(Task objective): Lines containing the word "guardrail" are to be copied from the data below.

= Beginning of Section =

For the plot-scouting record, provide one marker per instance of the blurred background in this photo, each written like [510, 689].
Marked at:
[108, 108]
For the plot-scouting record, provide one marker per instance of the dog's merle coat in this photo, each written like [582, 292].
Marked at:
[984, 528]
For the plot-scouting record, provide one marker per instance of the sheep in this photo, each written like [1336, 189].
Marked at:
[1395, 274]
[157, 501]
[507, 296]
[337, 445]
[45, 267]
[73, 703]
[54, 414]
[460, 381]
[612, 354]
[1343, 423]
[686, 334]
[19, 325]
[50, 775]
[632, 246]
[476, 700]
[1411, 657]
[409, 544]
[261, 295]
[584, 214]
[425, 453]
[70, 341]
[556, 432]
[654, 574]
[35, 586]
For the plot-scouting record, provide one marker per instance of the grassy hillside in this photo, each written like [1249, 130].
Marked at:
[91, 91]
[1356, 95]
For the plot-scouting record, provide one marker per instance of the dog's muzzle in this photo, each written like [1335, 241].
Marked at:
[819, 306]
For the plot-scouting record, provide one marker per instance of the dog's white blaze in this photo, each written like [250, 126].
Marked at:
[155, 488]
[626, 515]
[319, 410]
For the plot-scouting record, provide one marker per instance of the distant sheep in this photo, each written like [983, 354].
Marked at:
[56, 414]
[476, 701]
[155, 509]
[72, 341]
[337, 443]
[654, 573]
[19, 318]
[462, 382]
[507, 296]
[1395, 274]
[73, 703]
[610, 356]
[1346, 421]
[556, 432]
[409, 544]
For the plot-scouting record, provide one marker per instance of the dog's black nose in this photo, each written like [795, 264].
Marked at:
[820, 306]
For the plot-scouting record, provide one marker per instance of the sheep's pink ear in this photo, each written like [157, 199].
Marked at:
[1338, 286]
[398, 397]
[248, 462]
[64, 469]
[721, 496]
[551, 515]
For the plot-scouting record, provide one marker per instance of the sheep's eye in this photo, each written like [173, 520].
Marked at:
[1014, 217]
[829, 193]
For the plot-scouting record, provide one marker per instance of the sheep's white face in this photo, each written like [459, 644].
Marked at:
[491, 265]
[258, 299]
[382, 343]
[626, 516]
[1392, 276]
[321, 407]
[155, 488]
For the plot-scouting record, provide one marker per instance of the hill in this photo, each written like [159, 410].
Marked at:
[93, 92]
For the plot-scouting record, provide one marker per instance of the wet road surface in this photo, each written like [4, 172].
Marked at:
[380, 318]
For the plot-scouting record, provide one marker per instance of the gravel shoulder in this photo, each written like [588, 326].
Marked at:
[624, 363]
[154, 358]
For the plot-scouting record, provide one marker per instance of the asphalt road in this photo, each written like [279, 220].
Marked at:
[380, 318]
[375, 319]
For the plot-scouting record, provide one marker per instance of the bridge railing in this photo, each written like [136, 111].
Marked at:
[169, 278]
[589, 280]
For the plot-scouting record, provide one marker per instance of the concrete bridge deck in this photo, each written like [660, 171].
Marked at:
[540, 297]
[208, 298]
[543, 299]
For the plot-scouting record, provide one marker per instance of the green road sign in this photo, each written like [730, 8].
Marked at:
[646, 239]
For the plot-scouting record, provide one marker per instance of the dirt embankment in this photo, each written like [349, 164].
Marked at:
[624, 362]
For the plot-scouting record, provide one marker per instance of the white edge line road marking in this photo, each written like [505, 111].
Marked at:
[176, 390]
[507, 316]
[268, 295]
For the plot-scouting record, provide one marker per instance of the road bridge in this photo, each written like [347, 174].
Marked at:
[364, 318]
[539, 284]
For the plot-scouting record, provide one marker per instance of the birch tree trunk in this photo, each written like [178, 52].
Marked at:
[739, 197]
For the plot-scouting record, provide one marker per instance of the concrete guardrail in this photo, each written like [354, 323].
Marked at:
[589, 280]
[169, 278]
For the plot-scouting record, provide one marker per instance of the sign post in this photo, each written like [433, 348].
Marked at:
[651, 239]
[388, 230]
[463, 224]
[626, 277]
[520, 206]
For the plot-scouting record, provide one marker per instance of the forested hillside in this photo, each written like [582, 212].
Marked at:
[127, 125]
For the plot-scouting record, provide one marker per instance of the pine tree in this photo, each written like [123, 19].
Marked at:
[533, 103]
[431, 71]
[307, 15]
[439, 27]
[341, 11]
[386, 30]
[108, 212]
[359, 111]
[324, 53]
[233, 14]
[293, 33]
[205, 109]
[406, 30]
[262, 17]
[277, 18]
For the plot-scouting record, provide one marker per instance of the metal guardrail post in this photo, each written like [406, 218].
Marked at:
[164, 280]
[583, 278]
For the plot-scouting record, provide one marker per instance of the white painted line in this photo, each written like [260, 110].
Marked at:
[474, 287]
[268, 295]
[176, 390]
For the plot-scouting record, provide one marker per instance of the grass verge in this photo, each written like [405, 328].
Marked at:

= End of Section =

(Answer space):
For the plot-scouting record, provide one marker per instance of the concrete guardrail in this photo, each written like [354, 323].
For the plot-scouting record, provide one marker per instance of the metal guardrail post in this photo, each written like [406, 218].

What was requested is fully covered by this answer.